▸ MATERIAL FOR THIS TASK:

begin

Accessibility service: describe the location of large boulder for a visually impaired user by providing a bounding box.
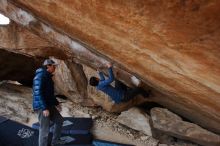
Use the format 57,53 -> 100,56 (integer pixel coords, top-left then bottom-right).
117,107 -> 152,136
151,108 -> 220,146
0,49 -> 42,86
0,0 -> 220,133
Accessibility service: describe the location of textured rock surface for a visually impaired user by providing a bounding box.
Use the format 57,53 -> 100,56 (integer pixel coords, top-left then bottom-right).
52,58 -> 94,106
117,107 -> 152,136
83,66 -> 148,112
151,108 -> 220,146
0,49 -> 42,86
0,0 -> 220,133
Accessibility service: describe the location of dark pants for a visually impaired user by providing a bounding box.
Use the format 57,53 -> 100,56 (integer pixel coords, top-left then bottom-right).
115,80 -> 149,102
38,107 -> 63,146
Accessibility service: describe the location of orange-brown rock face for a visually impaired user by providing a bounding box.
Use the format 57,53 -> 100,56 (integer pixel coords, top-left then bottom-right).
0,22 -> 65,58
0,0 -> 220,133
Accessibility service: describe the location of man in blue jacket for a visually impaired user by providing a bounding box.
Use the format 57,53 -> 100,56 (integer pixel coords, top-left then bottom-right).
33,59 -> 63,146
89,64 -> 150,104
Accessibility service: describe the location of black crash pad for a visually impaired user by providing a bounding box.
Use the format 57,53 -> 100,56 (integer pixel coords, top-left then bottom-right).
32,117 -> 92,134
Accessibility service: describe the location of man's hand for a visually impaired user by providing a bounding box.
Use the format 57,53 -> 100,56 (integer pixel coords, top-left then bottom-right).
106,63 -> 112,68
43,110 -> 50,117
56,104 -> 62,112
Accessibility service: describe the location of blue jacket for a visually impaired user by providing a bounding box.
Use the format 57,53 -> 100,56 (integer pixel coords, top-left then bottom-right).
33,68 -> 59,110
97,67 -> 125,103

end
begin

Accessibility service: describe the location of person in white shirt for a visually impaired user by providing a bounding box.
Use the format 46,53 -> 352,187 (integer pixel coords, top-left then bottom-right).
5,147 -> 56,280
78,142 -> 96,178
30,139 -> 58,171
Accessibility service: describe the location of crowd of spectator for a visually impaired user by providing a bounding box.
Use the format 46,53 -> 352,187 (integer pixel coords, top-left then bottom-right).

end
begin

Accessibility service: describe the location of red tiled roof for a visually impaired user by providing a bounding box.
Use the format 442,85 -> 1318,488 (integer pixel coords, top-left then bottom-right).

end

▸ AIM OF THE TASK:
Copy the listing again, starting with the line that contains "Accessibility service: describe the location of man's" and going on through the line that contains "56,104 -> 62,112", with "bounding box" changed to "bounding rectangle" and nothing else altered. Give only those lines.

▸ THE ANSWER:
Accessibility service: describe the location of man's hand for a visually impaired user by providing a bounding rectangle.
Use the format 57,53 -> 100,56 (integer pixel coords, top-left then bottom-right).
106,63 -> 112,68
43,110 -> 50,117
56,104 -> 62,112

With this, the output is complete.